EXERCISE A: Please update the p97-resin protocol excerpt, starting at "Preparation of p97-resin" and ending at "KCl, pH 7.4).", so that "H2O" is changed to "water".
EXERCISE B: List every component of the p97 storage buffer named in the p97-resin protocol excerpt, with its stated amount, and also give the pH.

EXCERPT:
#####

Preparation of p97-resin
An aliquot (300 µL) of Affi-Gel 15 resin (Bio-Rad) was washed with H2O (3 × 300 µL) followed by addition of a 5 mg/mL solution of p97 (300 µL), which was incubated on a LabQuake inversion rotator (Barnstead/Thermolyne) at 4°C. p97-resin coupling efficiency was evaluated by Bradford assay of the supernatant and the resin collected by gentle centrifugation (1000 × g, 1 min) once an OD595 < 0.01 was reached. The resin was washed with (3 × 500 µL) phosphate buffered potassium chloride (PBK) (50 mM KPhos, 150 mM KCl, pH 7.4).
ATPase assay on resin
The p97-resin (~1 µM p97 hexamer) was suspended in 50 µL of p97 storage buffer (20 mM HEPES, 150 mM KCl, 25 mM MgCl2, 5% glycerol, 2 mM BME, pH 7.4) followed by 5 mM ATP to initiate the reaction. A similar sample with p97 (non-resin bound) in storage buffer was simultaneously examined. At 10 min, 20 min, 30 min, or 40 min, 10 µL aliquots were removed and quenched in 800 µL malachite green solution (9.3 µM malachite green, 53 mM (NH4)2MoO4, 1M HCl, 10% Tween 20) for 1 min followed by addition of 100 µL 34% sodium citrate. The OD660 was measured using a Genesis 10S UV-Vis Spectrophotometer (Thermo Scientific). The amount of inorganic phosphate (Pi) was determined from a standard curve and plotted as a function of time. Data from this study are provided in Fig. 1b.
ATPase assay in the presence of p47
The p97-resin (~1 µM p97 hexamer) was suspended in 50 µL of p97 storage buffer containing 3.3 µM p47 monomer, followed by 5 mM ATP to initiate the reaction. The rate of ATP hydrolysis was determined as above and the percent activity was calculated and plotted. Data from this study are provided in Fig. 1c.

#####

EXTRACTED INFORMATION:
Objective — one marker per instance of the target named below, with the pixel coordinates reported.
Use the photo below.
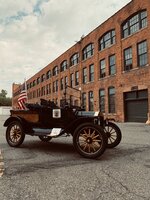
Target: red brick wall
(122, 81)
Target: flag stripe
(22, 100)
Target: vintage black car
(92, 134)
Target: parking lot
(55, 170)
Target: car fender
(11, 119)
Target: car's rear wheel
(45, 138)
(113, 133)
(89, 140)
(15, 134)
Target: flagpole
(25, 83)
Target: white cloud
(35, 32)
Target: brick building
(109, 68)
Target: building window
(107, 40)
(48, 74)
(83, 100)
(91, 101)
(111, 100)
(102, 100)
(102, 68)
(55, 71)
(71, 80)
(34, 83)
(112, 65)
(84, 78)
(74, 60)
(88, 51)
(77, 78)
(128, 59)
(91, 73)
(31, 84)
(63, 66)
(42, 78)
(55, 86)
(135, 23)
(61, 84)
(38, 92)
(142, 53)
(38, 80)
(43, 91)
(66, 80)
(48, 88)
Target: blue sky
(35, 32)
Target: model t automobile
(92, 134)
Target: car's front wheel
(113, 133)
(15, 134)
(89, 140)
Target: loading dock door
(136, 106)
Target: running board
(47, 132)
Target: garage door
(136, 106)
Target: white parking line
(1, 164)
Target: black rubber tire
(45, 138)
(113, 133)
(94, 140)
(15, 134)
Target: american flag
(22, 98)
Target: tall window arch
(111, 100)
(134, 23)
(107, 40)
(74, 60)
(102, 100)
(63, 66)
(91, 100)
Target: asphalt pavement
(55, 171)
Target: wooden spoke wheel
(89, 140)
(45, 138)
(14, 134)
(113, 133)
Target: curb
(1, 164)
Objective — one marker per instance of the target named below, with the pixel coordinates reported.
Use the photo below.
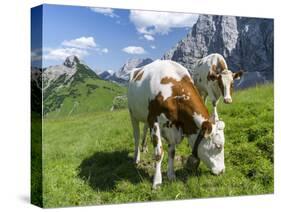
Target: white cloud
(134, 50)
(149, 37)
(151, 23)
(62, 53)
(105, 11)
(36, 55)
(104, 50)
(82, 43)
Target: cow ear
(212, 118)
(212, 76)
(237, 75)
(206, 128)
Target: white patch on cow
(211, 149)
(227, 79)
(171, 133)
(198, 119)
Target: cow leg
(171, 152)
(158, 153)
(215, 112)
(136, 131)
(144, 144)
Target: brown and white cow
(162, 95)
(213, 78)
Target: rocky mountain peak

#####

ANSWER AREA A:
Preparation of p97-resin
An aliquot (300 µL) of Affi-Gel 15 resin (Bio-Rad) was washed with water (3 × 300 µL) followed by addition of a 5 mg/mL solution of p97 (300 µL), which was incubated on a LabQuake inversion rotator (Barnstead/Thermolyne) at 4°C. p97-resin coupling efficiency was evaluated by Bradford assay of the supernatant and the resin collected by gentle centrifugation (1000 × g, 1 min) once an OD595 < 0.01 was reached. The resin was washed with (3 × 500 µL) phosphate buffered potassium chloride (PBK) (50 mM KPhos, 150 mM KCl, pH 7.4).

ANSWER AREA B:
- 20 mM HEPES
- 150 mM KCl
- 25 mM MgCl2
- 5% glycerol
- 2 mM BME

pH: 7.4